WHAT TO WORK ON: Reproduce all the material exactly, minus any pictures it holds.

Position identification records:
________

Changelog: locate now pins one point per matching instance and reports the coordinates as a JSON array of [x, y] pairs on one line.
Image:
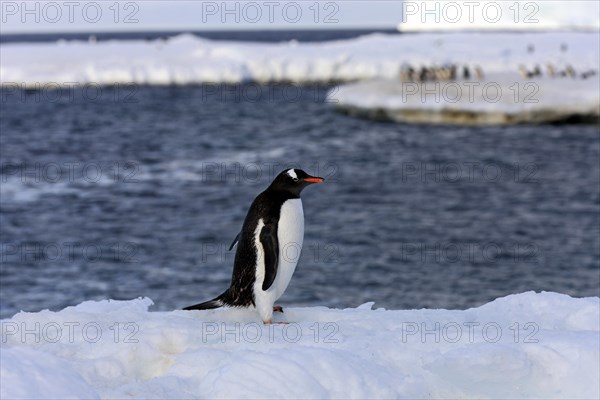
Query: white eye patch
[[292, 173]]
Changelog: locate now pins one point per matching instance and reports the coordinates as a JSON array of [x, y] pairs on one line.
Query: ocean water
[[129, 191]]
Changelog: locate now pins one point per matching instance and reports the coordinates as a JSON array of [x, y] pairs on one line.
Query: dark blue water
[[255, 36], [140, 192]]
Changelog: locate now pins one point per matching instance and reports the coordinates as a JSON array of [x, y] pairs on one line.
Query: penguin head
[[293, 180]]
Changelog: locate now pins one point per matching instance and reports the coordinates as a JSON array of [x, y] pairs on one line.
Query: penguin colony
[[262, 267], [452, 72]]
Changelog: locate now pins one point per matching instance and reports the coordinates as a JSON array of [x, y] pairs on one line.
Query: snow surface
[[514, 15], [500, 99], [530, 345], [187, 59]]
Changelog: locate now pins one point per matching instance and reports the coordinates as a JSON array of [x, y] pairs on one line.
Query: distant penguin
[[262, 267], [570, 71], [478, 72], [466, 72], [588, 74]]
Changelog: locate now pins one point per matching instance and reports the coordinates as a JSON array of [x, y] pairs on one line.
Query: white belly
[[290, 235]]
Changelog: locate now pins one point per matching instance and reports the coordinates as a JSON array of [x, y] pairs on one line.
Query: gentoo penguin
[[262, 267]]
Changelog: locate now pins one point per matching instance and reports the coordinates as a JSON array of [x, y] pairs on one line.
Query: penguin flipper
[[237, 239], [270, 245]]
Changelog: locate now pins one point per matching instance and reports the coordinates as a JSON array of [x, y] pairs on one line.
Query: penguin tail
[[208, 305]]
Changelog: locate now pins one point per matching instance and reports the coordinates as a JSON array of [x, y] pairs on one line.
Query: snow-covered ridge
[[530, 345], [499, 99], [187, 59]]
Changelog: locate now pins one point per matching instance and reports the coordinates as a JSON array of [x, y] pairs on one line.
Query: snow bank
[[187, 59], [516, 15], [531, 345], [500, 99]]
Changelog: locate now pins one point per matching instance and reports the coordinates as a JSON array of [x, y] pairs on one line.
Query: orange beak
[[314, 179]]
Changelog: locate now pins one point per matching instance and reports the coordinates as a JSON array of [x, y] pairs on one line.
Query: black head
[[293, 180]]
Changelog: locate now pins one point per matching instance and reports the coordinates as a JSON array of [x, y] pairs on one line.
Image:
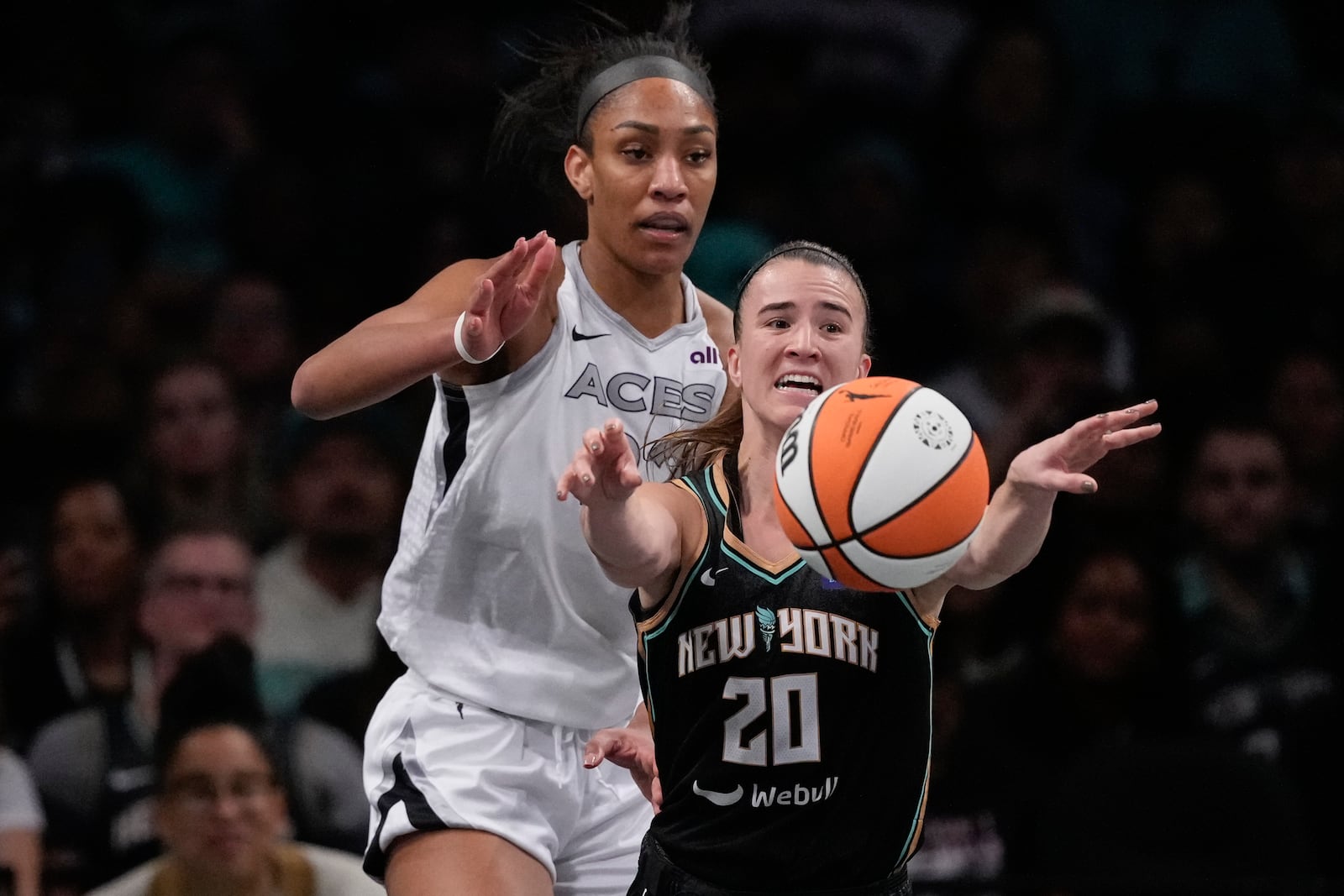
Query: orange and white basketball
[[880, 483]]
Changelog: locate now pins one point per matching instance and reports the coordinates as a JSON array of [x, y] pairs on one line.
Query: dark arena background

________

THE REPLY:
Changelog: locate now pins one point per matching instance and reports the coordinates as a JSON array of [x, y] pairs on one line.
Image:
Query: white eye patch
[[292, 173]]
Changelog: locate now pins one point per matching instance and reports the coordinates as a JSON array of [x, y] pairs on one line.
Query: ocean water
[[129, 191]]
Changelog: locate now pins one point per matching instance and reports the coordinates as a JSON array of [x, y] pairs on one line.
Query: dark blue water
[[255, 36], [140, 192]]
Changelog: locate now pins one point per matching instance and reports the coordinates as a JSON array of [x, y] pairs on one line.
Query: penguin head
[[293, 180]]
Changelog: locate now pins one point per matching instance and reports the coordinates as a JSON array of [x, y] pairs on one line.
Query: penguin colony
[[262, 267], [452, 72]]
Changelog: locate now pins one point per matching instance and reports the coordinates as a JSON array of [x, y] pairs on one line.
Query: snow surface
[[514, 15], [500, 99], [530, 345], [187, 59]]
Changelog: locate now pins one point per matching instance and reports the coordinates as a JSON array of [x, y] pairs on one line.
Query: distant penguin
[[262, 267], [570, 71], [478, 72], [466, 72], [588, 74]]
Changelog: locate now pins one point per matching instance and reports the coordinates as a JSON array of [x, y] pairs on one line.
Query: white belly
[[290, 235]]
Changelog: locate now pins one point per matching instance and reports the coordinates as a JSON array of [x, y] pairs on one line.
Query: gentoo penguin
[[262, 267]]
Changelog: locate now pins one point per matching instance and reports the coordinates as a JSON array of [x, y] pairs on one line.
Query: penguin flipper
[[237, 239], [270, 245]]
Changelog: locate now pins one point per matching instance and reports the coordinates as a JSON array of [x, y] pairs on one line.
Query: penguin tail
[[208, 305]]
Changelog: locate now pins one point per matching instance and reports the coordinates as a JSON array of [x, y] pairs on one line.
Query: snow-covered ridge
[[530, 345], [499, 99], [187, 59]]
Changelog: locate now pins one point per matching instance and reports the coordinates as a JSON array of [x, y] pairs on one line.
Query: snow bank
[[187, 59], [516, 15], [531, 345], [500, 99]]
Changelog: locate now pins one point per matching instance and reports the coordinates as a JSON array of [x, y] pairs on one line.
Query: orange beak
[[314, 179]]
Changelog: locate now pins one point per matching instance and reports the coordinates as a JSON array of [x, y] pairs on one line.
Query: black head
[[293, 180]]
Changelog: locate now pins one point per matching instance and reports the coordinates as a JSON array of [x, y] pairs on one line.
Image:
Query: orange and white basketball
[[880, 483]]
Changelog: locate now pins one point per matching instance and reports the coordinates as a JSON array of [x, y] pairs on one line.
Query: dark arena background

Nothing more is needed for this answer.